*** DATA TO PROCESS Section Begins ***

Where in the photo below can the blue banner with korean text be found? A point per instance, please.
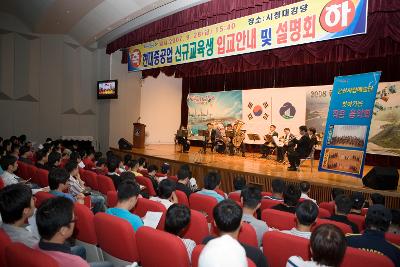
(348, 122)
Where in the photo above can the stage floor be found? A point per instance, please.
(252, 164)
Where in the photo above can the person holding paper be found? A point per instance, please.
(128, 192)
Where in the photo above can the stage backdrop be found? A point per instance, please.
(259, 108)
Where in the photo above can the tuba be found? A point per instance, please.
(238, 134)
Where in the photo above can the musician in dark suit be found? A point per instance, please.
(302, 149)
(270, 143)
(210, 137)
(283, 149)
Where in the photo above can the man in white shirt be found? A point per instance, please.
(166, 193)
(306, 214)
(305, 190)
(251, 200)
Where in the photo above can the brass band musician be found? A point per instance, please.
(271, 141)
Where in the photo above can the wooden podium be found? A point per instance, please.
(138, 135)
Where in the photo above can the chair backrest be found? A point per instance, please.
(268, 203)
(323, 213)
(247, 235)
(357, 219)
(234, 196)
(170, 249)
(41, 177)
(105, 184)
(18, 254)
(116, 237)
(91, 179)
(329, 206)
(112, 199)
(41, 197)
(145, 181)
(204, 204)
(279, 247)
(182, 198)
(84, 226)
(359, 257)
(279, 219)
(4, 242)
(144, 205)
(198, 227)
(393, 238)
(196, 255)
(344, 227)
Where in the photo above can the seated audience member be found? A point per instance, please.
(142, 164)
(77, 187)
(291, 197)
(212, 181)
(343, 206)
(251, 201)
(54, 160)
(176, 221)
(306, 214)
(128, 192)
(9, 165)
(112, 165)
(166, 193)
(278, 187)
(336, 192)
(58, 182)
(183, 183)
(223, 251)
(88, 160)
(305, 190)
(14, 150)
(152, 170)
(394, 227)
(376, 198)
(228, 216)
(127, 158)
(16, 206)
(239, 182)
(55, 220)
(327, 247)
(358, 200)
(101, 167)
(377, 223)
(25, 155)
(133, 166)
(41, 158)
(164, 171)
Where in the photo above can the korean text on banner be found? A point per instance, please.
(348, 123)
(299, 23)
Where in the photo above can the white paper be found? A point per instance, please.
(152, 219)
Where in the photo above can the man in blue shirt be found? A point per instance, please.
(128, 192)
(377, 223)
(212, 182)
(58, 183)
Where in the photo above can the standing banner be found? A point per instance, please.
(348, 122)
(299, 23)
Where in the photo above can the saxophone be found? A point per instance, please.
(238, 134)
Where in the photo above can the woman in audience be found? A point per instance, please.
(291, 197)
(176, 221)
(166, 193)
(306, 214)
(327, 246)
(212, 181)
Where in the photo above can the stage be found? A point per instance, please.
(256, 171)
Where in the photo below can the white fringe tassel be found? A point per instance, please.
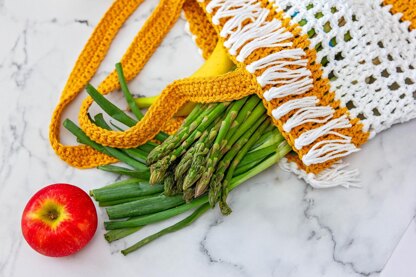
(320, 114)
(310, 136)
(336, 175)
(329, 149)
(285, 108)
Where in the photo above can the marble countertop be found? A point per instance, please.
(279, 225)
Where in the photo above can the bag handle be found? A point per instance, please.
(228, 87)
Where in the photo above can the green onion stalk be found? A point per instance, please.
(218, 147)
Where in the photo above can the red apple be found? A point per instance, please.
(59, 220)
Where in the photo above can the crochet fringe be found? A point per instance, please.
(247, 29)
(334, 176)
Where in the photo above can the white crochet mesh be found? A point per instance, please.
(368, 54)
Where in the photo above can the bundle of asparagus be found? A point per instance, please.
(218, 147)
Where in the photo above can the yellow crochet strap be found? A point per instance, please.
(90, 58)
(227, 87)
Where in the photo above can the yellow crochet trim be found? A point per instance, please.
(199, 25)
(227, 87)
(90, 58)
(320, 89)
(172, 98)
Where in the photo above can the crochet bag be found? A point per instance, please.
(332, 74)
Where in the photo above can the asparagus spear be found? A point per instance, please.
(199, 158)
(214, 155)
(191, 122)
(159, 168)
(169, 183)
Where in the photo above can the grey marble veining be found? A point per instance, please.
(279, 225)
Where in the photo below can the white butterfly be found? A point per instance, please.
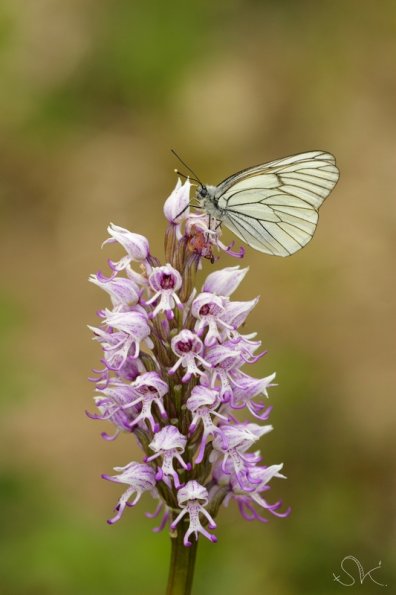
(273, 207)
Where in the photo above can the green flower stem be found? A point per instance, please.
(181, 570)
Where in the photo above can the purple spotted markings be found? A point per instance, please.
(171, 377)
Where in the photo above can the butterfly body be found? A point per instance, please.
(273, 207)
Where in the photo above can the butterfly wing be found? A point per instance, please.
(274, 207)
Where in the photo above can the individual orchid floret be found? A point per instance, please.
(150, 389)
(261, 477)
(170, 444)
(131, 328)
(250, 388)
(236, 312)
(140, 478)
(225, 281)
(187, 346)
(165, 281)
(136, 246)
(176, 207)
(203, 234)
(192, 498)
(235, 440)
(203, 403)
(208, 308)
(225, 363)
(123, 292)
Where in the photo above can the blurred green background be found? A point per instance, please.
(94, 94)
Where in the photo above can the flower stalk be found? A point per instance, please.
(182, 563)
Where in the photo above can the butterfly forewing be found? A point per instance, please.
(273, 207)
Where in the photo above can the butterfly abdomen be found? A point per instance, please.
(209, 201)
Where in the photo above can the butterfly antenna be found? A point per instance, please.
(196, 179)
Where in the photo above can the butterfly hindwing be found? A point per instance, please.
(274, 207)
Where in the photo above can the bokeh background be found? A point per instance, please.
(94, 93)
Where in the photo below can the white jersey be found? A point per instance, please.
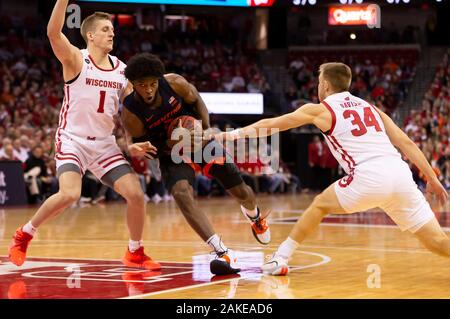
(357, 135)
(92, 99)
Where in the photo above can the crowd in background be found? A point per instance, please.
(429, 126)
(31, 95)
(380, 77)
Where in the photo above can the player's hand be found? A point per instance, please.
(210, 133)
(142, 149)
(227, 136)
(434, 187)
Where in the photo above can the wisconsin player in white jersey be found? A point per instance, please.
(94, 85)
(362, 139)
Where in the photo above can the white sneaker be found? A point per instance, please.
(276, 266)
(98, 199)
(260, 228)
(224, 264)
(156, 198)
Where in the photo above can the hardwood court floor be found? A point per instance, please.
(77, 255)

*** DATA TO PROCESS Section Ends ***
*** DATA TO PROCESS Section Begins ***

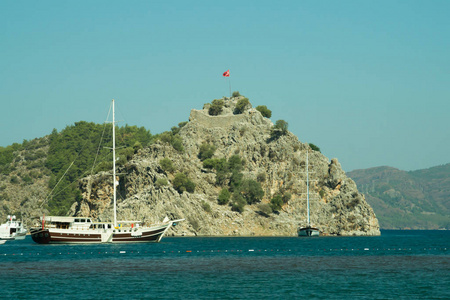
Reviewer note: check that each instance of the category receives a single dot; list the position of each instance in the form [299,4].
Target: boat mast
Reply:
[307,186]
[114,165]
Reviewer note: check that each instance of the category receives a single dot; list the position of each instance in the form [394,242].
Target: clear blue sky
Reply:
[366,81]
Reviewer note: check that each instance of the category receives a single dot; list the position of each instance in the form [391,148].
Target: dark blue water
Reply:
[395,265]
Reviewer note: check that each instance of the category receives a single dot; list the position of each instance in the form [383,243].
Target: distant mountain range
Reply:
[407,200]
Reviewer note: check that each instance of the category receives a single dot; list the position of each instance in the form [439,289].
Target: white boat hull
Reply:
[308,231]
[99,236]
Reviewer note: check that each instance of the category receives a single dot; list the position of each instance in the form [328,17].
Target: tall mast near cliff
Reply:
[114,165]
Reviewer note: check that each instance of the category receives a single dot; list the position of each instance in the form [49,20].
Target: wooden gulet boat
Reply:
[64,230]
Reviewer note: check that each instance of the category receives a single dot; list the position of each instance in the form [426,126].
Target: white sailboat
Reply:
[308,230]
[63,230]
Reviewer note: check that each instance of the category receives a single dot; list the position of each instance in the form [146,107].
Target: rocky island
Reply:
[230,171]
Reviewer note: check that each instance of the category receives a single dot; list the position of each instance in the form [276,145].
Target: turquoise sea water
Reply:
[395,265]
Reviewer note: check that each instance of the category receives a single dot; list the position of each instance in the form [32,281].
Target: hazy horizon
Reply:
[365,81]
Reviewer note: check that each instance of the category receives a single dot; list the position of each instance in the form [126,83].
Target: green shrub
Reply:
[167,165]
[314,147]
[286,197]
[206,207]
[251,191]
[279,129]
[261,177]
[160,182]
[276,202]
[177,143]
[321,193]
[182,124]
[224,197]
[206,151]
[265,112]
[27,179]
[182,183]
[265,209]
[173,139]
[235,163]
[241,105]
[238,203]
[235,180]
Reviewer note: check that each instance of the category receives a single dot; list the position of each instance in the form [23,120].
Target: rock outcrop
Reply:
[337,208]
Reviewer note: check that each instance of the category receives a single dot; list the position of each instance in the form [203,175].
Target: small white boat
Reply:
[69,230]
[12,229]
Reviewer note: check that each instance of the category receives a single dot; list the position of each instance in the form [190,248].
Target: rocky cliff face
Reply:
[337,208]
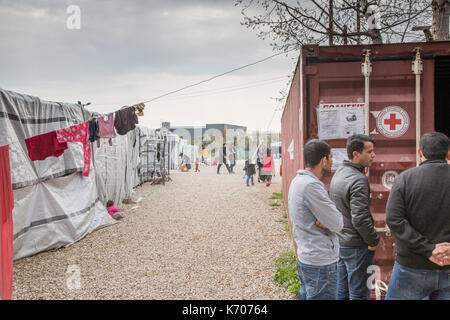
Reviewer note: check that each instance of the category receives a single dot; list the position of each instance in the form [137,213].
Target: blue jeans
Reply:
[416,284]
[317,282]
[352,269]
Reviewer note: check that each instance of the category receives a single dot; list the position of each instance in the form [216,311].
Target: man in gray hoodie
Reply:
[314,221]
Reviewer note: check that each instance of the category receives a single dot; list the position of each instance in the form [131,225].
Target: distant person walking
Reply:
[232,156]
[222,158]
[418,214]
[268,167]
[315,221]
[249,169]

*** DATA TO PROCESS Section Ends ***

### ACTION ITEM
Search the records above for the string "cliff" and copy each line that holds it.

### RESPONSE
Target: tall mast near cliff
Target: rocky cliff face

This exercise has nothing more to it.